▶ _The task_: Exact copies of the line with "If you could pin the sky" and of all lines after it through the end of the entries are required, and no other lines.

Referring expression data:
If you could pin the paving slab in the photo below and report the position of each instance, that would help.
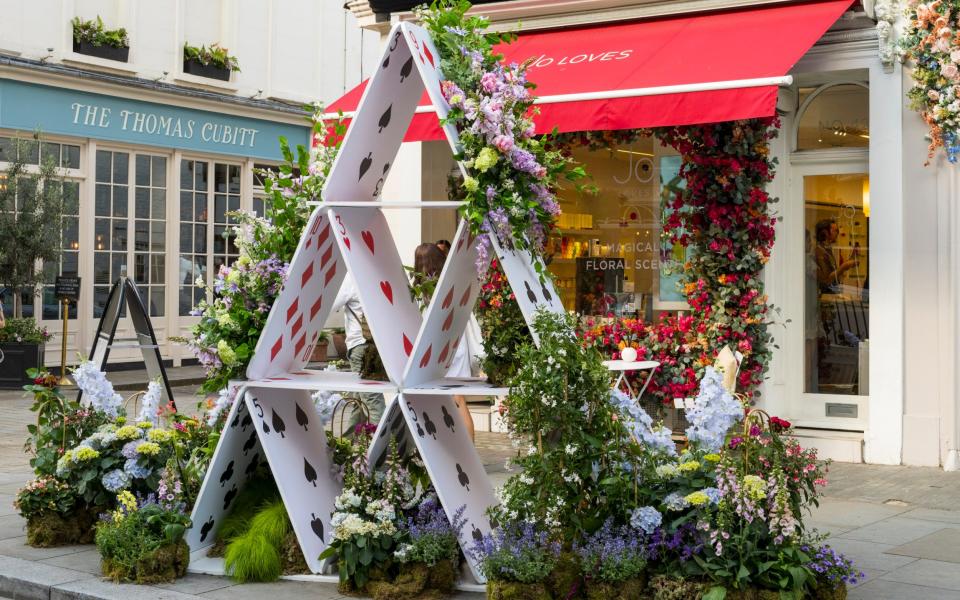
(26, 579)
(943, 545)
(896, 530)
(924, 572)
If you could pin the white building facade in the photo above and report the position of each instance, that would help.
(155, 156)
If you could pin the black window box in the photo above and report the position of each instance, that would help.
(195, 67)
(107, 52)
(17, 358)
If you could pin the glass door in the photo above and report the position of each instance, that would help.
(831, 321)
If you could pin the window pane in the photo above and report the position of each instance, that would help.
(836, 286)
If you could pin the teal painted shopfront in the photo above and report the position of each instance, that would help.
(152, 183)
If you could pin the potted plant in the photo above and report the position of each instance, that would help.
(21, 347)
(320, 350)
(214, 62)
(93, 39)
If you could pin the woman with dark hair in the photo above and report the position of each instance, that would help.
(428, 261)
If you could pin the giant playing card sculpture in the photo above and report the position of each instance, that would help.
(273, 418)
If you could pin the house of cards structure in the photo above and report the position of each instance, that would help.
(273, 419)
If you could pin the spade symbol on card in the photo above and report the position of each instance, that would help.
(431, 427)
(384, 119)
(316, 525)
(252, 467)
(250, 443)
(462, 477)
(278, 423)
(530, 295)
(227, 474)
(405, 69)
(205, 530)
(447, 419)
(229, 497)
(365, 165)
(309, 472)
(302, 420)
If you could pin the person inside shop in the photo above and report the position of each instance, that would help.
(829, 268)
(357, 345)
(428, 260)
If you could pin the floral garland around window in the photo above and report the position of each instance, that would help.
(511, 171)
(932, 42)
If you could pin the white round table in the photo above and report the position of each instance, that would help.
(624, 366)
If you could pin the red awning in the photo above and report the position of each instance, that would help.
(673, 71)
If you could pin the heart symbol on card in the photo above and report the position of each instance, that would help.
(387, 290)
(426, 357)
(443, 353)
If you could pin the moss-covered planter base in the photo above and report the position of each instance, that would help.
(164, 564)
(510, 590)
(50, 529)
(632, 589)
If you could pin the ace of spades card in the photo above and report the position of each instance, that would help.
(446, 316)
(531, 293)
(371, 255)
(296, 449)
(235, 460)
(378, 127)
(300, 311)
(453, 464)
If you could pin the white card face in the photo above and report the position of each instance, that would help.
(449, 310)
(371, 255)
(296, 449)
(427, 59)
(234, 461)
(377, 129)
(531, 293)
(297, 316)
(453, 464)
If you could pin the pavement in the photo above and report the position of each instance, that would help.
(900, 524)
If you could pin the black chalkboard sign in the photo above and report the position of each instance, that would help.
(67, 288)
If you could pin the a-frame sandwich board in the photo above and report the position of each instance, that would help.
(124, 294)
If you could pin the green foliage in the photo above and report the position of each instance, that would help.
(215, 55)
(94, 32)
(31, 209)
(23, 331)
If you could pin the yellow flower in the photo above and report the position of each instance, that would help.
(485, 159)
(127, 433)
(160, 436)
(148, 448)
(84, 453)
(755, 487)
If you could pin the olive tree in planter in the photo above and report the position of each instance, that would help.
(93, 39)
(214, 62)
(31, 209)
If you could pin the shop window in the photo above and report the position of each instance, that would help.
(837, 286)
(834, 116)
(150, 230)
(607, 257)
(110, 225)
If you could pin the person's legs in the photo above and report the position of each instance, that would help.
(465, 414)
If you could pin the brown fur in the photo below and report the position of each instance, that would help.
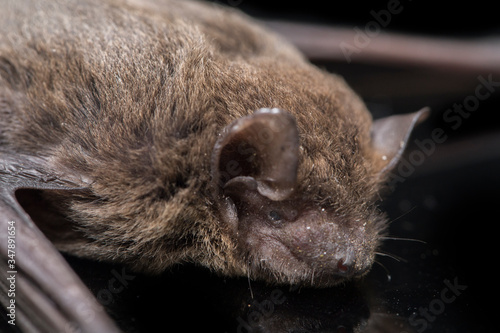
(131, 97)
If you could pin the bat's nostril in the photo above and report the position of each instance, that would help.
(343, 267)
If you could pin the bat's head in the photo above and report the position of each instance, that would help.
(295, 216)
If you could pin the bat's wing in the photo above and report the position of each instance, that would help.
(38, 288)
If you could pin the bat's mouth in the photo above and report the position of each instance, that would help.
(315, 267)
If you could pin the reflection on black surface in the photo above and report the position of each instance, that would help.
(198, 301)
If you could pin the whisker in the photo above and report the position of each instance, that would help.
(389, 277)
(403, 239)
(392, 256)
(249, 284)
(402, 215)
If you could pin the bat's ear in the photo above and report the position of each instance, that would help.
(49, 296)
(259, 149)
(390, 136)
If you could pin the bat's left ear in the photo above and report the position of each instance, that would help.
(48, 296)
(390, 136)
(261, 148)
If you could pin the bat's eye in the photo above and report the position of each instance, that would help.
(274, 216)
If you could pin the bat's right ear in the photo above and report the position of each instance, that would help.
(390, 136)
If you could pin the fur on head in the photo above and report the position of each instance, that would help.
(149, 107)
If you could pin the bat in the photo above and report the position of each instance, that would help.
(151, 133)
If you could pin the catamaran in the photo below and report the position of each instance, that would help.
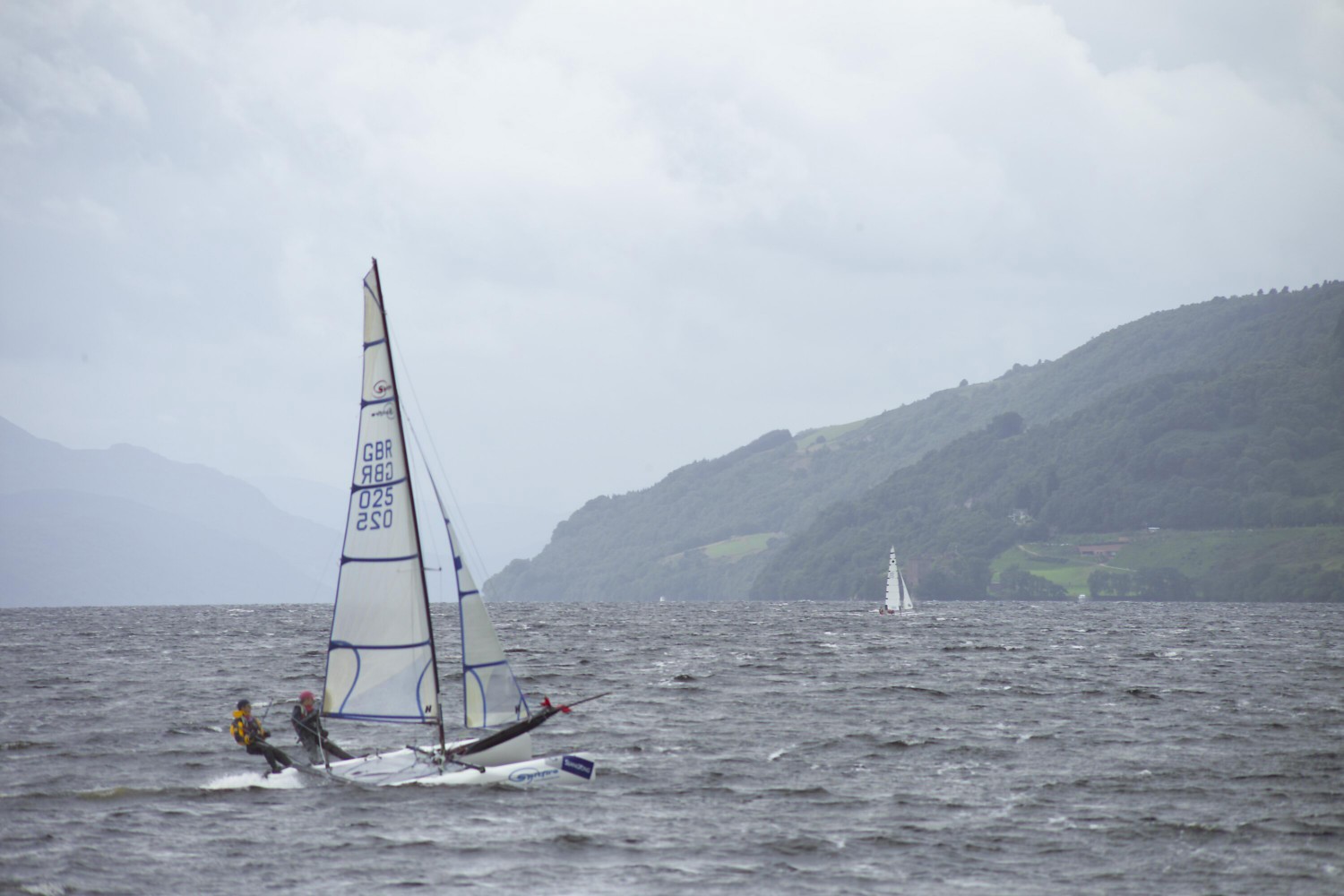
(382, 665)
(898, 595)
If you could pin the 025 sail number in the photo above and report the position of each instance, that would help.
(375, 504)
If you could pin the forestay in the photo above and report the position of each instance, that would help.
(491, 694)
(381, 659)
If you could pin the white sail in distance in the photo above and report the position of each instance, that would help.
(898, 595)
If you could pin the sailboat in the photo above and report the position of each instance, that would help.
(382, 664)
(898, 595)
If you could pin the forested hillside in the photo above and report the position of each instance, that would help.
(787, 514)
(1252, 444)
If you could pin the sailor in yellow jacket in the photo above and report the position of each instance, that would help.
(249, 732)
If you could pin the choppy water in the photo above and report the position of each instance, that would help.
(750, 748)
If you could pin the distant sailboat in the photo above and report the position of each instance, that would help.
(381, 659)
(898, 595)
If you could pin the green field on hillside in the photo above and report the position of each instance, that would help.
(1193, 554)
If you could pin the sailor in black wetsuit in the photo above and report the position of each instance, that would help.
(308, 726)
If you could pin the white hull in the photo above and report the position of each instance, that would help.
(418, 767)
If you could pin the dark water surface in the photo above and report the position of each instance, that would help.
(750, 748)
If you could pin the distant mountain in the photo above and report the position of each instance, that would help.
(746, 522)
(126, 525)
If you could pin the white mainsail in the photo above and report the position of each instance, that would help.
(381, 659)
(898, 595)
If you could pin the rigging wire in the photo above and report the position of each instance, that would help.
(478, 560)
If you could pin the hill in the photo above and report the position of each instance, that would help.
(125, 525)
(1253, 444)
(749, 521)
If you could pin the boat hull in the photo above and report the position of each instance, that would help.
(410, 766)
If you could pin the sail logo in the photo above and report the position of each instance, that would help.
(529, 775)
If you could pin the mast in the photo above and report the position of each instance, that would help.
(410, 489)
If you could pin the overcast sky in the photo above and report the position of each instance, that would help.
(621, 237)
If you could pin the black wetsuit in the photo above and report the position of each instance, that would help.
(308, 726)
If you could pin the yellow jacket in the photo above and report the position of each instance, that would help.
(246, 729)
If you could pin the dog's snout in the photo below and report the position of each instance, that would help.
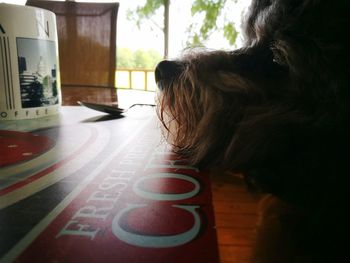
(166, 71)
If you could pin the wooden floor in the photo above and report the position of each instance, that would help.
(236, 216)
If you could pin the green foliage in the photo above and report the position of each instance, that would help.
(145, 59)
(147, 11)
(211, 11)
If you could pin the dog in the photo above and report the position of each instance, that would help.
(277, 111)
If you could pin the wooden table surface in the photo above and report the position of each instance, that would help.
(85, 187)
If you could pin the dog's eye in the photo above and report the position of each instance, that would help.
(167, 70)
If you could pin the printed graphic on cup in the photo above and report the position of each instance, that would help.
(29, 68)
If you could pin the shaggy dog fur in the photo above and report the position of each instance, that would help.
(277, 111)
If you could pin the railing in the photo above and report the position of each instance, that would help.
(138, 79)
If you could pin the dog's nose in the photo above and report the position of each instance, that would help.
(166, 70)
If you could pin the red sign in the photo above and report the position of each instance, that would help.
(139, 205)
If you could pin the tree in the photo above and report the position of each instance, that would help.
(211, 11)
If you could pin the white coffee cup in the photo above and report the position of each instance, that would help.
(29, 66)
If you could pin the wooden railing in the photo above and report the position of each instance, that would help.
(138, 79)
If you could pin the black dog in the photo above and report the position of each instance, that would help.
(277, 111)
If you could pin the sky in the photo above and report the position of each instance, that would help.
(129, 36)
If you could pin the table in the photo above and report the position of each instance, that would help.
(87, 187)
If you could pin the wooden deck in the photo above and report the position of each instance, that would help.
(236, 216)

▶ _Task output_:
If you could pin the sky in the photo above and report the position of each instance, that would help.
(129, 36)
If you could pin the table in the photo above and report the position of each instance, that would help.
(87, 187)
If you could pin the wooden deck in the photo above and report the position of each instance, that would help.
(236, 216)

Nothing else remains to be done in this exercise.